Evidemment, c'est toujours la même antienne entonnée par le MCG: désigner le frontalier comme bouc émissaire. Dans le cas d'espèce, on nous présente ce projet comme une manière de mener une saine gestion des deniers publics sous prétexte que nous devons affronter une crise et qu'il faut réaliser des économies. S'il faut réaliser des économies, notre groupe est persuadé qu'elles sont à rechercher ailleurs et qu'avant d'en arriver là, il vaut mieux éviter de faire des dépenses inutiles ou de renoncer à des recettes indispensables pour le fonctionnement de l'Etat. En effet, il est nécessaire que les salariés puissent développer leurs compétences, c'est dans l'intérêt à la fois de ces derniers, mais aussi des sociétés à qui ils permettent de mener leur activité.
Maintenant, en ce qui concerne les préjugés et autres lieux communs amenés par des représentants du MCG, je précise qu'il y a SMIC d'un côté et salaire minimum de l'autre. Le SMIC français correspond à une rémunération minimum pour 35 heures par semaine tandis que le montant de 4186 francs constitue non seulement un salaire minimum pour 42 heures par semaine, mais surtout il se base sur l'indice du coût de la vie genevois. Vous le savez bien, puisque en Suisse, nous avons des salaires minimums différents selon les cantons... (Commentaires. Le président agite la cloche.) Vous feriez mieux de vous en souvenir, Messieurs, avant de venir dire des bêtises et surtout d'occulter le fait que ce SMIC dont bénéficient une partie des travailleurs français doit intégrer, pour qu'on puisse en prendre la pleine mesure, les différentes prestations sociales qui y sont accolées.

* _Tâches à réaliser_
1 - Reformulez plus brièvement le paragraphe de l'extrait choisi qui commence par « Maintenant, en ce qui concerne les préjugés », en conservant ses faits essentiels.
2 - Selon l'extrait choisi, pour combien d'heures par semaine le montant de 4186 francs constitue-t-il un salaire minimum ?
3 - Poursuivez l'extrait choisi sur les frontaliers et le salaire minimum en rédigeant la suite de l'intervention après sa dernière phrase.

* _Extrait de données_
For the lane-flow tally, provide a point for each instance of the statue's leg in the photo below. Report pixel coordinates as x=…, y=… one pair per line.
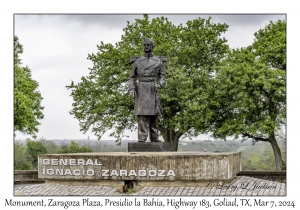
x=153, y=121
x=143, y=122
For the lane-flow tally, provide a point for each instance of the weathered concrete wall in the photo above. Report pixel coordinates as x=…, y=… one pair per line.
x=140, y=166
x=26, y=176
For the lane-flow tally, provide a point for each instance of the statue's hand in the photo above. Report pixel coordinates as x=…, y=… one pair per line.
x=132, y=93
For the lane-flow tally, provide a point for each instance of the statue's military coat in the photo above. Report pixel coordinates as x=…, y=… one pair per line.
x=145, y=74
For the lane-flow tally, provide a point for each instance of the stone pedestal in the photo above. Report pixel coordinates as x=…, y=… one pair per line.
x=149, y=147
x=140, y=166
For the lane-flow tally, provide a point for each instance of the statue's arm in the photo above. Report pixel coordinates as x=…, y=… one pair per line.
x=132, y=81
x=162, y=76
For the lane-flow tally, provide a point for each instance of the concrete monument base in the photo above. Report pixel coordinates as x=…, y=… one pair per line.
x=140, y=166
x=149, y=147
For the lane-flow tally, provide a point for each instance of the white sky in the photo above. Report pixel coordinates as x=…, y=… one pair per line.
x=9, y=7
x=56, y=47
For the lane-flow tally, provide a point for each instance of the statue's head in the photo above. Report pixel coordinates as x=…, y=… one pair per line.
x=148, y=45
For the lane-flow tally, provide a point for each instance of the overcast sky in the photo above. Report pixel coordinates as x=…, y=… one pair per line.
x=56, y=48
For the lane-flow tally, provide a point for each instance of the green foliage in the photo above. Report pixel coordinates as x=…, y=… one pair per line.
x=75, y=148
x=22, y=160
x=250, y=90
x=259, y=158
x=34, y=148
x=270, y=45
x=50, y=146
x=102, y=102
x=27, y=98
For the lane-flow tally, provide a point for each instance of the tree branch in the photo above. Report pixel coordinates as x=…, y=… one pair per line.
x=254, y=137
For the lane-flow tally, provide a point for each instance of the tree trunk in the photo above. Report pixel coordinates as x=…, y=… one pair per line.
x=277, y=153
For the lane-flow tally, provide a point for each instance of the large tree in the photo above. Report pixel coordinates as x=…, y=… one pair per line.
x=250, y=90
x=102, y=102
x=27, y=98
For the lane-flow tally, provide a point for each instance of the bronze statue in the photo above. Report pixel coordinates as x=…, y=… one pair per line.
x=147, y=77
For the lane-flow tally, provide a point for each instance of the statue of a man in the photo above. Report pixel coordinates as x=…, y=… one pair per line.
x=147, y=77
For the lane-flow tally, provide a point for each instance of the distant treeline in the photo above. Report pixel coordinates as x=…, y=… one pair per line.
x=254, y=157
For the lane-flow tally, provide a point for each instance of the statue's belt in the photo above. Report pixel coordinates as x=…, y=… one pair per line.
x=147, y=79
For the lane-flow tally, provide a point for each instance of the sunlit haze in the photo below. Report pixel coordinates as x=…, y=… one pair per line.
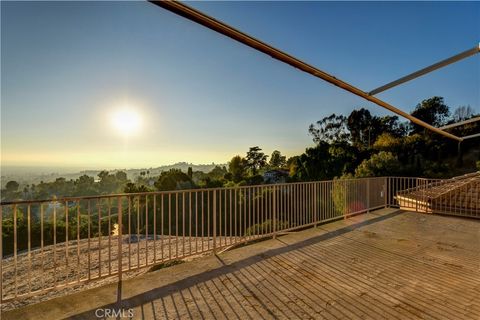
x=130, y=85
x=126, y=121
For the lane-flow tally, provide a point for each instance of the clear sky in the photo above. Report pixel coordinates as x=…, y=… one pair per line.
x=67, y=68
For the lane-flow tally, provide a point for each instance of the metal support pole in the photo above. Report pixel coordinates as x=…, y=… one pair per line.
x=194, y=15
x=386, y=190
x=214, y=222
x=120, y=228
x=274, y=212
x=368, y=195
x=345, y=199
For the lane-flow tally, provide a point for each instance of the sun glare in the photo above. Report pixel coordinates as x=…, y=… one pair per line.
x=126, y=121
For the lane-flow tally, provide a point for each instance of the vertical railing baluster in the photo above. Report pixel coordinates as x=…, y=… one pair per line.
x=66, y=240
x=214, y=221
x=78, y=241
x=54, y=244
x=169, y=226
x=41, y=246
x=129, y=199
x=29, y=231
x=154, y=228
x=119, y=235
x=146, y=230
x=274, y=213
x=88, y=241
x=1, y=257
x=99, y=205
x=161, y=225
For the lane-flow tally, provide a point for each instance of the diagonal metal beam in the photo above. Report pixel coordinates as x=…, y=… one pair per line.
x=461, y=123
x=220, y=27
x=476, y=135
x=433, y=67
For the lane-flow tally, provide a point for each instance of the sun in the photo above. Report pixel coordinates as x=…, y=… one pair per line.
x=126, y=121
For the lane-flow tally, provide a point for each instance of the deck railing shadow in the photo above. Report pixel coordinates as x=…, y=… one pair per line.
x=164, y=292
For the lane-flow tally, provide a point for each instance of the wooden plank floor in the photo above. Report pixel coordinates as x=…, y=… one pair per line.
x=384, y=265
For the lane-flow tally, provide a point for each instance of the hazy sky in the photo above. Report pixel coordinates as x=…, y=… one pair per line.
x=200, y=97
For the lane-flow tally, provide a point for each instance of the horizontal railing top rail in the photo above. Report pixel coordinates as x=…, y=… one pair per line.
x=166, y=192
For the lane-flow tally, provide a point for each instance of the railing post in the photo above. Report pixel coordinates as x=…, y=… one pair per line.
x=119, y=231
x=386, y=190
x=1, y=257
x=416, y=202
x=274, y=212
x=214, y=221
x=344, y=199
x=315, y=215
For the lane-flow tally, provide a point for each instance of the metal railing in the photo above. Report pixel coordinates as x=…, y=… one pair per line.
x=58, y=243
x=458, y=196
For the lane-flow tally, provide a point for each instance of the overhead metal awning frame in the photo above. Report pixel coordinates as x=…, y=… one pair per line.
x=222, y=28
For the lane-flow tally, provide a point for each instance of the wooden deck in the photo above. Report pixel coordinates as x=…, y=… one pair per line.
x=388, y=264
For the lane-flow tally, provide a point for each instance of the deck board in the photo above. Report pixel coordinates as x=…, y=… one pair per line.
x=387, y=264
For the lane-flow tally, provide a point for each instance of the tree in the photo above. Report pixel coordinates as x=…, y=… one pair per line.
x=12, y=186
x=387, y=142
x=121, y=176
x=359, y=124
x=256, y=159
x=174, y=179
x=190, y=172
x=432, y=111
x=237, y=168
x=324, y=161
x=462, y=113
x=330, y=129
x=277, y=160
x=380, y=164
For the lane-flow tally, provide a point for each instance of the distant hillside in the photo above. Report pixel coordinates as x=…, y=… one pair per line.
x=26, y=176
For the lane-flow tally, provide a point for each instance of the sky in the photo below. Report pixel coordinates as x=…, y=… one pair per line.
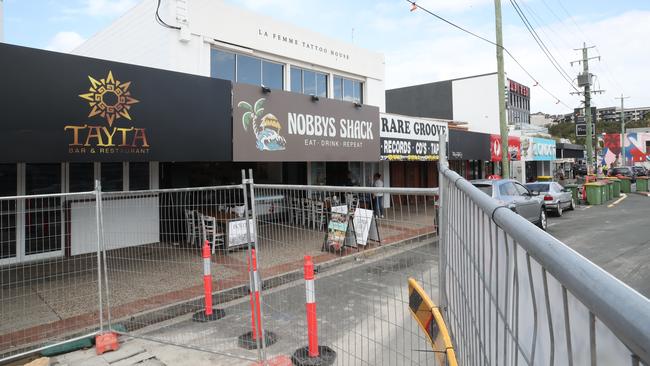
x=419, y=48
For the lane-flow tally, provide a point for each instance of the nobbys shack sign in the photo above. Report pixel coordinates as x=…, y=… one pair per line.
x=410, y=138
x=284, y=126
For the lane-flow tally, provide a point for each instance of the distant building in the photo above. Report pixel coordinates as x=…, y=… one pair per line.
x=472, y=99
x=541, y=119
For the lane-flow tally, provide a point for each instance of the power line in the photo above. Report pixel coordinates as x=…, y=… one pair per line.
x=542, y=45
x=537, y=83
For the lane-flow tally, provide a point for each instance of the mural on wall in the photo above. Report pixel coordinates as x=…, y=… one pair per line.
x=635, y=148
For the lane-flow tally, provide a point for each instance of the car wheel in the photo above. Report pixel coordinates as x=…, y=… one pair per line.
x=542, y=219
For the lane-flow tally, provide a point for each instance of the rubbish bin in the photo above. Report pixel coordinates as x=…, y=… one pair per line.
x=574, y=191
x=594, y=193
x=626, y=184
x=642, y=184
x=616, y=184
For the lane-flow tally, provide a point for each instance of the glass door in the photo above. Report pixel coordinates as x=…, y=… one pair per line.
x=8, y=187
x=43, y=216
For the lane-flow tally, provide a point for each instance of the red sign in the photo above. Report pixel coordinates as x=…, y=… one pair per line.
x=514, y=148
x=515, y=87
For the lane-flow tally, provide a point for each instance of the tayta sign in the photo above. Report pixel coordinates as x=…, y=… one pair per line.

* _Vos réponses_
1 - Le paragraphe distingue le SMIC français du salaire minimum genevois. Le SMIC rémunère 35 heures par semaine. Les 4186 francs correspondent à 42 heures hebdomadaires et se fondent sur l'indice du coût de la vie genevois, les salaires minimums variant selon les cantons en Suisse. Il est reproché aux représentants du MCG d'occulter que le SMIC ne se mesure pleinement qu'en y intégrant les prestations sociales qui y sont accolées.

2 - Pour 42 heures par semaine.

3 -
Notre groupe refusera l'entrée en matière sur ce projet de loi qui, une fois encore, cherche à stigmatiser les frontaliers. Ses auteurs se posent comme des donneurs de leçons qui apportent des solutions, mais il s'agit de solutions à de faux problèmes. Je vous remercie de votre attention. (Applaudissements.)
Le président. Merci, Madame la députée. Monsieur Thierry Cerutti, vous avez la parole pour vingt-sept secondes.
M. Thierry Cerutti (MCG), rapporteur de deuxième minorité. Merci, Monsieur le président. On ne stigmatise personne ici, on dit juste qu'il faut protéger et valoriser les résidents genevois. C'est vous, Madame la députée, qui stigmatisez les frontaliers, ce n'est pas le MCG, ce n'est pas l'objectif que nous visons. Pour répondre à M. Hiltpold, vous avez raison: les chèques de formation sont importants pour les entreprises, mais pour les entreprises genevoises. Il est indispensable de former la Genève genevoise, et pas la Genève frontalière. Je vous remercie.
Une voix. Bravo ! (Applaudissements.)
Le président. Merci. Je cède enfin la parole à M. Daniel Sormanni pour vingt-trois secondes.
M. Daniel Sormanni (MCG). Oui, merci, Monsieur le président. Très rapidement, certains ici veulent faire croire que le MCG est contre les chèques de formation, ce qui est absolument faux, nous voulons simplement réunir les forces. Avec la situation due au covid-19 et ce qui risque d'arriver en 2021, nous aurons besoin de toutes nos forces - de toutes nos forces ! - pour former les gens qui vont malheureusement se retrouver au chômage à Genève. Défense des résidents en priorité ! Merci.
Le président. Je vous remercie, Monsieur. Nous procédons au vote.
Une voix. Oui pour les Genevois !
Une autre voix. Ils ont voté oui en partie, regarde ! Ah, ils ont changé ! Ils s'étaient trompés.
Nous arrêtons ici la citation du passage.